**SOURCE EXTRACT**
To get there, from Seattle drive east on I-90 over Snoqualmie Pass to exit 54, 2 miles east of the pass's summit. Exit I-90, turn left, cross under the freeway, and just a few hundred feet north of the highway interchange, turn right onto a narrow paved road and drive east parallel to the freeway for 1 mile. Cars generally line both sides of this road, as the shoulder is the primary parking area for the long Gold Creek Sno-Park. Park at the end of the plowed road, near the small bridge over the stream connecting Mardee Lake to Keechelus Lake.

Start the hike by heading north along a narrow access road (Forest Road 144) on the eastern side of Mardee Lake. The road stays tight to the eastern wall of the valley, but if the snow is deep enough to bury all the ground cover, drop off the road in a few hundred yards--just past Mardee Lake--and snowshoe up the open meadow and through the thin stands of forest. As you hike up the valley, the view of Kendall Peak gets better and better, while on your right, Rampart Ridge rolls majestically along. As the valley tapers in, the meadows give way to wide stands of trees and small forest clearings. The walls close in tighter and tighter on the valley floor, and the views become more dramatic. At about 2.5 miles in, stop and enjoy the scenery and the feeling of power that this winter wilderness emits.

**SHORT TASK 1**
Answer these from the hike description:
(a) Which I-90 exit do you take?
(b) What is the shoulder of the narrow paved road mainly used as?
(c) Which peak's view gets better as you hike up the valley?
**SHORT TASK 2**
Decide whether each statement agrees with the hike description. Answer yes or no, and quote the words that settle it.
(a) Exit 54 is 2 miles west of the pass's summit.
(b) Forest Road 144 runs along the eastern side of Mardee Lake.
(c) Rampart Ridge lies on your left as you hike up the valley.
**SHORT TASK 3**
Reproduce the hike description from "To get there, from" to "to Keechelus Lake.".
The data here has nothing to do with the hike description.

**DATASET EXCERPT**

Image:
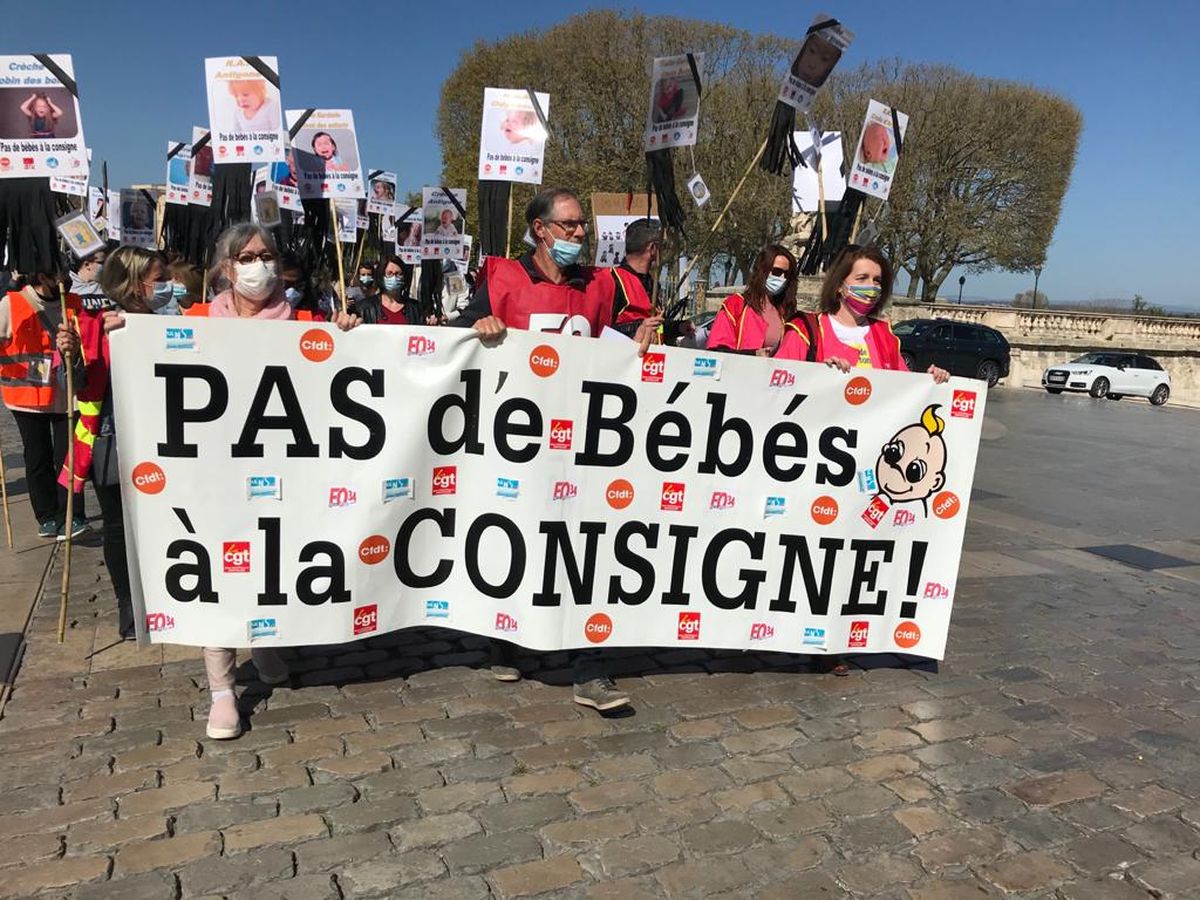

**WORKED ANSWER 1**
(a) Exit 54.
(b) The main parking area for the long Gold Creek Sno-Park.
(c) Kendall Peak.

**WORKED ANSWER 2**
(a) No: "2 miles east of the pass's summit"
(b) Yes: "a narrow access road (Forest Road 144) on the eastern side of Mardee Lake"
(c) No: "on your right, Rampart Ridge rolls majestically along"

**WORKED ANSWER 3**
To get there, from Seattle drive east on I-90 over Snoqualmie Pass to exit 54, 2 miles east of the pass's summit. Exit I-90, turn left, cross under the freeway, and just a few hundred feet north of the highway interchange, turn right onto a narrow paved road and drive east parallel to the freeway for 1 mile. Cars generally line both sides of this road, as the shoulder is the primary parking area for the long Gold Creek Sno-Park. Park at the end of the plowed road, near the small bridge over the stream connecting Mardee Lake to Keechelus Lake.